INFORMACIÓN PROPORCIONADA -
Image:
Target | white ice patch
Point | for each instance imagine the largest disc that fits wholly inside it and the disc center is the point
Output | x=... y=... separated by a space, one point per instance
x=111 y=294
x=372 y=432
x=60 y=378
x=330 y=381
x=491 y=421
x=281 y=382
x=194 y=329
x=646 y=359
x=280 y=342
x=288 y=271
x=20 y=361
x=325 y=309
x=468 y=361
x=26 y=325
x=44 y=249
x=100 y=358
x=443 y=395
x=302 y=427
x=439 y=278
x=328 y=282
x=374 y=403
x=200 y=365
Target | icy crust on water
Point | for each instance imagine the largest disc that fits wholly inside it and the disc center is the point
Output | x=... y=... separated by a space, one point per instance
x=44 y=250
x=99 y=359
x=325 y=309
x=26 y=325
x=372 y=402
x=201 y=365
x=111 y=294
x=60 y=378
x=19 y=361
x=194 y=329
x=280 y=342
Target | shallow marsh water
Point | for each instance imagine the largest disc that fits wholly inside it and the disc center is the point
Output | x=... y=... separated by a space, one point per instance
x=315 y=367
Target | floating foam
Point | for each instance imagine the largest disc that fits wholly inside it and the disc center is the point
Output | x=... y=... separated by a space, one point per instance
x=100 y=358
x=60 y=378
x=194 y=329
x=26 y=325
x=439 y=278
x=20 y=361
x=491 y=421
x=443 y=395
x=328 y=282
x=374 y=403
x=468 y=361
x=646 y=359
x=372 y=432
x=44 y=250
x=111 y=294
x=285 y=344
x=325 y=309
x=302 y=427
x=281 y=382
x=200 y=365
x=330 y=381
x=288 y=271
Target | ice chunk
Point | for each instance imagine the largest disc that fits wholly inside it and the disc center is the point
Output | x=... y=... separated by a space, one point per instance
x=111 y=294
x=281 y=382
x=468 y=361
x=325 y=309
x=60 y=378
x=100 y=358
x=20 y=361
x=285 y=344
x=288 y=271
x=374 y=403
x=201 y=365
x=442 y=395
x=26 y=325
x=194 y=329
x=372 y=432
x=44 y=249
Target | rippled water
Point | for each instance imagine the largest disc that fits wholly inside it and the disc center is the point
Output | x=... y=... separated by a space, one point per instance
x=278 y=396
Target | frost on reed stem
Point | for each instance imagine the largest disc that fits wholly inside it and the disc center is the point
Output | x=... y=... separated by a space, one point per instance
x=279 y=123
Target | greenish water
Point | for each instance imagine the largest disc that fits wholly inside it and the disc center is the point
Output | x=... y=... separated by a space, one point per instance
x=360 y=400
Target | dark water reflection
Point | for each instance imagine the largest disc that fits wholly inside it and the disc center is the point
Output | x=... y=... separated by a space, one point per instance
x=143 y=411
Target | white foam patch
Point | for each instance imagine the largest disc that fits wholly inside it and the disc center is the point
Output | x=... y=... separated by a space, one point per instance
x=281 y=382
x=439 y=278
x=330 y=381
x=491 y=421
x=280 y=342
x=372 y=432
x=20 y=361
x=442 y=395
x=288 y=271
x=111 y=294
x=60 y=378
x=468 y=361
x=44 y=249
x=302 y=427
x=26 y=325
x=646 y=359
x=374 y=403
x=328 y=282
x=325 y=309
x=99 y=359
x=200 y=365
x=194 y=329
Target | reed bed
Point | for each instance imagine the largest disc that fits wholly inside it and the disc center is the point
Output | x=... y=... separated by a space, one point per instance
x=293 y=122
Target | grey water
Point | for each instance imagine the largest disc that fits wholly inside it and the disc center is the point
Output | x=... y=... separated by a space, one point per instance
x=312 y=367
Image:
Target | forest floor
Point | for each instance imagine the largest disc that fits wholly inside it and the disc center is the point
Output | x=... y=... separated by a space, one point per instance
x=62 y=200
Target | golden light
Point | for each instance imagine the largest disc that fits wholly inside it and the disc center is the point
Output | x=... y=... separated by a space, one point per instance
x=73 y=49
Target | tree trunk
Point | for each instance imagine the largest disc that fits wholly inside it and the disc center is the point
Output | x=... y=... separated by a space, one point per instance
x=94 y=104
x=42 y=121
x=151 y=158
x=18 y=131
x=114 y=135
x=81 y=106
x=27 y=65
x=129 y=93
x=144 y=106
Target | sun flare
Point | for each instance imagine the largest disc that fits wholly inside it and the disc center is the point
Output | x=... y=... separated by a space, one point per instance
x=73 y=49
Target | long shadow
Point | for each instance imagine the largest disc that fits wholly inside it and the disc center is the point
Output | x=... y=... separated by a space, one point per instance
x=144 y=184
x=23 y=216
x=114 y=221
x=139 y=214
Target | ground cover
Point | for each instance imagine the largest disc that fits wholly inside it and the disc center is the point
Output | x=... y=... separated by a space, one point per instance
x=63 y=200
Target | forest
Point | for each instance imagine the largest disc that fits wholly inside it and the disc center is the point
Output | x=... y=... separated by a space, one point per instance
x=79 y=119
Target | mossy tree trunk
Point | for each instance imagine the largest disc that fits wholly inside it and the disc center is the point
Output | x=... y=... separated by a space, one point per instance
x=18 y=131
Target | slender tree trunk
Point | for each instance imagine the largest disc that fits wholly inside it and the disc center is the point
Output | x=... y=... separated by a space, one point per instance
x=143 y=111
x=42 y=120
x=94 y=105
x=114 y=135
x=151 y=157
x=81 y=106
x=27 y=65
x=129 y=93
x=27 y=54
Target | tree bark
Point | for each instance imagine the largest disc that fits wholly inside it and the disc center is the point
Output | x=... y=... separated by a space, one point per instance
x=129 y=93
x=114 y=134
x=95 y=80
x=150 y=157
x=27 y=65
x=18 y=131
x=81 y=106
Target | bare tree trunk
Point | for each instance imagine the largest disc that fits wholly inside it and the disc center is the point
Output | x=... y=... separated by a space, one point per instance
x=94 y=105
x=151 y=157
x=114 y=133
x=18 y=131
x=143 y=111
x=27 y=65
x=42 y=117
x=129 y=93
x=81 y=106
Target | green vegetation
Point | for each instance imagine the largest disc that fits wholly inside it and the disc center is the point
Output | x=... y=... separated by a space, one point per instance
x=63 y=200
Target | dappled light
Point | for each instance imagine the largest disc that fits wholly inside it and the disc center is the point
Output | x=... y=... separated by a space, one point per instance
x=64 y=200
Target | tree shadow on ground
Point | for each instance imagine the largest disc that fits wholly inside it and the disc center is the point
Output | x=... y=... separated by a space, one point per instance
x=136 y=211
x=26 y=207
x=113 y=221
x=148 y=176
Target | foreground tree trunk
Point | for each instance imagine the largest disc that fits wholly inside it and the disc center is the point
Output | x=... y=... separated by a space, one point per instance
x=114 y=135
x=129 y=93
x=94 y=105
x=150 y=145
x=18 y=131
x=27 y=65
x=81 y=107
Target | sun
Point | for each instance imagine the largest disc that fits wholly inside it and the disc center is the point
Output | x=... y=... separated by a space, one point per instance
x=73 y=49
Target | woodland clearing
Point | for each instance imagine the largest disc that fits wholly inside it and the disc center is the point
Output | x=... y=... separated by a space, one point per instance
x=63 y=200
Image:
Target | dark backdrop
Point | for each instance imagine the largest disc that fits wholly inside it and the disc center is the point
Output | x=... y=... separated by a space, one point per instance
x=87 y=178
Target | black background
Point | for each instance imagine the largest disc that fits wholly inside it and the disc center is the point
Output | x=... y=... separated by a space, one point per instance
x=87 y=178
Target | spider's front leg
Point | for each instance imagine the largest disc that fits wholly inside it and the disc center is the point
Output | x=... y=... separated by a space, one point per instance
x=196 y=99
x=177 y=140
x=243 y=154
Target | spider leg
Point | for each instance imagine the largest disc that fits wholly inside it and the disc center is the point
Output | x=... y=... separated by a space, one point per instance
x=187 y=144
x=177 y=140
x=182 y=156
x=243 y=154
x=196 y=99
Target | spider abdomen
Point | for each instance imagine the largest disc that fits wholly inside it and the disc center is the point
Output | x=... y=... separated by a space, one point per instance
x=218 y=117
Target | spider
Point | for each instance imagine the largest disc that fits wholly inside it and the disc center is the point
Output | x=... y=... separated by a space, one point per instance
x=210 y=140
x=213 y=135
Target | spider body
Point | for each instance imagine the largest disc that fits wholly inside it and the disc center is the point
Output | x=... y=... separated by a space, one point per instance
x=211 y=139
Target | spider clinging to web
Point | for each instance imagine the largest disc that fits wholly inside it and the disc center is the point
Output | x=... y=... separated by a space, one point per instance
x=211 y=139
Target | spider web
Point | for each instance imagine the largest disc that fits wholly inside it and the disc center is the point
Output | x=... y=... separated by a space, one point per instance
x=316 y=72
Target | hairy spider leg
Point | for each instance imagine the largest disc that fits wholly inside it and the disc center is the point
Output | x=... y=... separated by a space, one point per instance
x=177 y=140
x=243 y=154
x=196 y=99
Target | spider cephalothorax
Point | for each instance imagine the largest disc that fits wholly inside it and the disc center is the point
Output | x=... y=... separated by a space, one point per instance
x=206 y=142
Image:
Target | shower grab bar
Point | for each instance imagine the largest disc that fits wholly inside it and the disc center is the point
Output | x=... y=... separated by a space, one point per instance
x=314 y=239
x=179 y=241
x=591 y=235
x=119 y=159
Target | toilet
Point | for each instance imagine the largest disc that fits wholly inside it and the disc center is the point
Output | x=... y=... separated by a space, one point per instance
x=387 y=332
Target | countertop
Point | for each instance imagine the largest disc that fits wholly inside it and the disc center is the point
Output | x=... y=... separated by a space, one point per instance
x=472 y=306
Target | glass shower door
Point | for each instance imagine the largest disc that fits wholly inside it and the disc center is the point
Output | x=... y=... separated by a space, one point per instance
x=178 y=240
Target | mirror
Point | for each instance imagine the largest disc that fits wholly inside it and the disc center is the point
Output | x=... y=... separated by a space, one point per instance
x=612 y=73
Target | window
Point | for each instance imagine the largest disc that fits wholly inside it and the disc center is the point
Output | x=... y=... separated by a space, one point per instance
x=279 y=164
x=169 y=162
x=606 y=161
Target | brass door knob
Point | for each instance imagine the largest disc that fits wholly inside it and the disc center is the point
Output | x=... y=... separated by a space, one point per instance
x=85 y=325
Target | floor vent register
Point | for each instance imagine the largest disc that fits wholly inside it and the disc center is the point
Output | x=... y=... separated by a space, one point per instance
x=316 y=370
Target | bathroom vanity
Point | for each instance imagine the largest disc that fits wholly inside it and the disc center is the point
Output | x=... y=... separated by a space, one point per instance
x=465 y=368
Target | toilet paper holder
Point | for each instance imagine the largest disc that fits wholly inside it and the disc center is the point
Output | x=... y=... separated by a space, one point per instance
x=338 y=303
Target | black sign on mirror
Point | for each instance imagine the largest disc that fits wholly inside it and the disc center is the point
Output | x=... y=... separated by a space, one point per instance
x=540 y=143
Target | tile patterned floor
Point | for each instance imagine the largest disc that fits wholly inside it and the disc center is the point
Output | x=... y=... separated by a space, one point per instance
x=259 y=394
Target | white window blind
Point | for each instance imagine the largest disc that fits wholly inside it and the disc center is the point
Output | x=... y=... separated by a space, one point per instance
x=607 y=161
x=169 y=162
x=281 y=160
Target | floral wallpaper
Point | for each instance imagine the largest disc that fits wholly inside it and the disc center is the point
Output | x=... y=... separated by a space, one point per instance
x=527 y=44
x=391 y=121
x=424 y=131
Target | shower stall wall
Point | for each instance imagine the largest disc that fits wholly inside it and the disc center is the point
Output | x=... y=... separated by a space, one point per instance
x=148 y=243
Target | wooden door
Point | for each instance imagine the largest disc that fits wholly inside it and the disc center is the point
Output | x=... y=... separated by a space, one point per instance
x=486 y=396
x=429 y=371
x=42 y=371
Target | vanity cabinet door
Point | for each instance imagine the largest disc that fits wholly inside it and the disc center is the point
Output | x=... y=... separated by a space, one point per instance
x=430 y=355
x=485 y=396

REQUISITOS DEL PROBLEMA -
Reproduce sin cambios las líneas que van desde la que contiene "Target | floral wallpaper" hasta la que contiene "x=424 y=131", ambas incluidas.

RESPUESTA DEL EJERCICIO -
Target | floral wallpaper
Point | for each instance imagine the largest disc that fits wholly inside it and the disc center is the point
Output | x=... y=... separated by a space, one point per instance
x=527 y=44
x=391 y=121
x=424 y=131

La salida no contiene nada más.